● **ÜBUNGSAUFGABEN**:
A - Würden Sie aus dem Lesetext die Stelle beginnend mit „Im Gegensatz zu Fantasy“ und weiter bis einschließlich „Amerika vertretenen Westen.“ Wort für Wort abtippen?
B - Wie beantwortet der Lesetext diese Fragen?
(i) Was erhalten die Jugendlichen statt einer abgelegenen Insel?
(ii) Wozu wird die Welt zu Beginn?
(iii) Wie viele Jahre liegen zwischen der Entdeckung der Nova und dem Tod der letzten Erwachsenen?
C - Können Sie den Absatz im Lesetext, der mit „Es ist keine Überraschung“ beginnt, als knappe Stichpunktliste mit seinen Hauptfakten wiedergeben?

● **LESETEXT**:
Im Gegensatz zu Fantasy Geschichten wie Stephen Kings „Sleeping Beauties“ brauchte der Chinese einen semiwissenschaftlichen Hintergrund, um seinen Jugendlichen im Gegensatz zu Golding keine abgelegene Insel, sondern einen ganzen Planeten mit allen technischen Spielzeugen zu schenken, auf dem sie relativ schnell die (Kriegs-) spiele der Erwachsenen übernommen haben und dem Plot folgen auch mit den entsprechenden nationalistischen Tendenzen zwischen dem kommunistisch sozialistischen System Chinas und dem kapitalistischen in erster Linie von Amerika vertretenen Westen.

Es ist keine Überraschung, das die Kinder schnell nicht mehr den von den Erwachsenen hinterlassenen Anweisungen und Ratschlägen folgen wollen. Zu Beginn herrscht Spiel und Spaß vor. Die Welt wird zu einer Art Jahrmarkt mit vielen Attraktionen, alle relativ schnell umsonst und jederzeit nutzbar. Solange die Vorräte der Erwachsenen reichen, solange leben die Kinder in den Tag hinein. Mit Mühe und Not baut Cixin Liu die Idee ein, das sich jemand ja auch um die Kleinkinder kümmert. Zwar sind in den neun Jahren zwischen der Entdeckung der Nova ohne Kenntnis der selektiven Strahlung und dem Tod der letzten Erwachsenen immer weniger Kinder auf die Welt gekommen, aber rechnerisch muss es zumindest ein bis dreijährige Kinder geben. Irgendwie beginnt Cixin Liu diese im Verlaufe der Handlung zu ignorieren.

● **ENTNOMMENE DATENSÄTZE**:

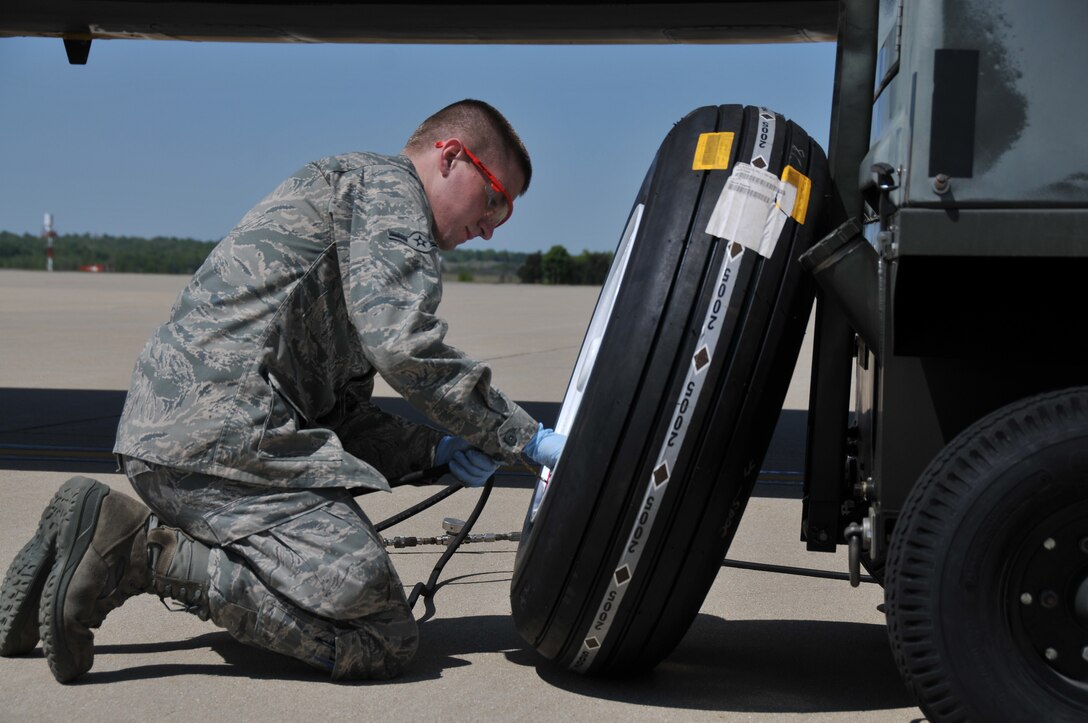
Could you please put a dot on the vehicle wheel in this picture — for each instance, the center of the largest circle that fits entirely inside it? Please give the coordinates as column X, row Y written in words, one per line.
column 675, row 395
column 987, row 584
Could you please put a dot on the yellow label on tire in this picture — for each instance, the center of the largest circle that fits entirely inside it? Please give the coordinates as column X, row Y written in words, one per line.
column 712, row 153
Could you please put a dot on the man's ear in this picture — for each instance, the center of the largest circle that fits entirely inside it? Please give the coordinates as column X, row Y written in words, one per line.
column 447, row 151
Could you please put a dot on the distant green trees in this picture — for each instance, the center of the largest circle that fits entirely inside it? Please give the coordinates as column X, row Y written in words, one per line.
column 557, row 266
column 184, row 256
column 120, row 253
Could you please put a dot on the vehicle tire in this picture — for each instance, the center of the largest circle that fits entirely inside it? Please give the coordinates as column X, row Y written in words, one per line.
column 676, row 393
column 987, row 576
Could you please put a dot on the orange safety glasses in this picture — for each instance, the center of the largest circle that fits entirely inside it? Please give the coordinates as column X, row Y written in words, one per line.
column 499, row 202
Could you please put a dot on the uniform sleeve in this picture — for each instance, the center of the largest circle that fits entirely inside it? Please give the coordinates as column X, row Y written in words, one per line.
column 393, row 287
column 391, row 444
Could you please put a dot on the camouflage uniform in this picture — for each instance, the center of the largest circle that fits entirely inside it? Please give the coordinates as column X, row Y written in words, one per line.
column 249, row 412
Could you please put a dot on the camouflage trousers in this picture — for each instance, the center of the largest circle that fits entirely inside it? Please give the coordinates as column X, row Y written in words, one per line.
column 300, row 572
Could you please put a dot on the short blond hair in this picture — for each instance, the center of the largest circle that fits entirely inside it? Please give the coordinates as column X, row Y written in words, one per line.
column 481, row 126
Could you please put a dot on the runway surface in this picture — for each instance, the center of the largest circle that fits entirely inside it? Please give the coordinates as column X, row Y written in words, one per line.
column 765, row 646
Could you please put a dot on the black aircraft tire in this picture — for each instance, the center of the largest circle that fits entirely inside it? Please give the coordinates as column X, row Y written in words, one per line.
column 678, row 393
column 987, row 574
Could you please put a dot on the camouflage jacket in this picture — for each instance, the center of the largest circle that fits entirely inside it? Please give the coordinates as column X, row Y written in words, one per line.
column 264, row 371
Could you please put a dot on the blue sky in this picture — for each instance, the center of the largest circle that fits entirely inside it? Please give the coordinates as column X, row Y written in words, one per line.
column 165, row 138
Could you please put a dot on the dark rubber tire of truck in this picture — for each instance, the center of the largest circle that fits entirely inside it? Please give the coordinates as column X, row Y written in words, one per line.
column 676, row 393
column 987, row 575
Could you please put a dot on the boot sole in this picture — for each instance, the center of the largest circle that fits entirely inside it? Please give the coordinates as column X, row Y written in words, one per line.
column 21, row 594
column 73, row 540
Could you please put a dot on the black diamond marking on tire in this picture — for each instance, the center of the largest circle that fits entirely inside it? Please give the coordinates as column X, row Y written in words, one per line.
column 702, row 359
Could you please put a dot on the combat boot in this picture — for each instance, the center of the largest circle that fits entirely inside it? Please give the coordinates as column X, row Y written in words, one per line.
column 21, row 593
column 100, row 562
column 178, row 569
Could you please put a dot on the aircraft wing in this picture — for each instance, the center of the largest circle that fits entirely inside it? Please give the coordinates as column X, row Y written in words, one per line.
column 355, row 21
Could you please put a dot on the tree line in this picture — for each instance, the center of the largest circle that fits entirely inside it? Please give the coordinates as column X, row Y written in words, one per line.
column 184, row 256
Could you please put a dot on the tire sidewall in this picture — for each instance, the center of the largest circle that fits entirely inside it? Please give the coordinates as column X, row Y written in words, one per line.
column 1005, row 488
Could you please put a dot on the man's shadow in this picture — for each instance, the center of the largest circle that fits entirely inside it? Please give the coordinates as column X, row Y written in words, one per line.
column 748, row 665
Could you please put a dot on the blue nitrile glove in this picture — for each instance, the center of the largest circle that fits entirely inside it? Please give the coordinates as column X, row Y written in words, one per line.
column 466, row 462
column 545, row 447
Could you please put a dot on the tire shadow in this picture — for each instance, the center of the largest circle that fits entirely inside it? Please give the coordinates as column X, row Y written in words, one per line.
column 764, row 665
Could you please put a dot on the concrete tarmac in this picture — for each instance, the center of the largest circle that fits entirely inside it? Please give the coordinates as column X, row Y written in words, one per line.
column 765, row 646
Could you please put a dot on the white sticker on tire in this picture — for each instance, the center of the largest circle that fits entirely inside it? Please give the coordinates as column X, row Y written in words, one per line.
column 748, row 211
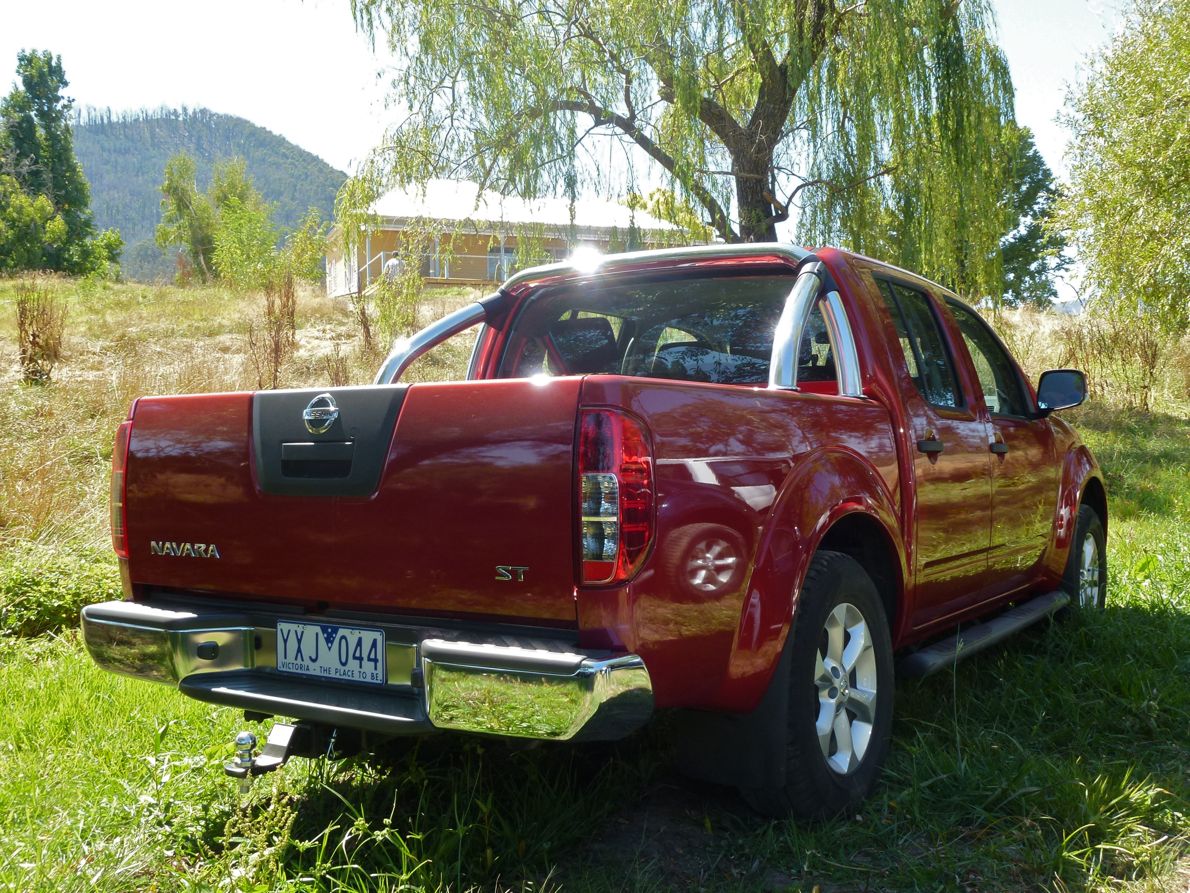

● **LÖSUNGEN**:
A -
Im Gegensatz zu Fantasy Geschichten wie Stephen Kings „Sleeping Beauties“ brauchte der Chinese einen semiwissenschaftlichen Hintergrund, um seinen Jugendlichen im Gegensatz zu Golding keine abgelegene Insel, sondern einen ganzen Planeten mit allen technischen Spielzeugen zu schenken, auf dem sie relativ schnell die (Kriegs-) spiele der Erwachsenen übernommen haben und dem Plot folgen auch mit den entsprechenden nationalistischen Tendenzen zwischen dem kommunistisch sozialistischen System Chinas und dem kapitalistischen in erster Linie von Amerika vertretenen Westen.

B -
(i) Einen ganzen Planeten mit allen technischen Spielzeugen.
(ii) Zu einer Art Jahrmarkt mit vielen Attraktionen.
(iii) Neun Jahre.

C -
- Die Kinder wollen bald nicht mehr den Anweisungen und Ratschlägen der Erwachsenen folgen.
- Anfangs herrschen Spiel und Spaß. Die Welt wird zu einer Art Jahrmarkt, dessen Attraktionen bald umsonst und jederzeit nutzbar sind.
- Solange die Vorräte der Erwachsenen reichen, leben die Kinder in den Tag hinein.
- Cixin Liu baut nur mit Mühe die Idee ein, dass sich jemand um die Kleinkinder kümmert.
- In den neun Jahren zwischen der Entdeckung der Nova und dem Tod der letzten Erwachsenen wurden immer weniger Kinder geboren. Rechnerisch muss es aber ein- bis dreijährige Kinder geben.
- Im Verlauf der Handlung ignoriert Cixin Liu diese Kinder.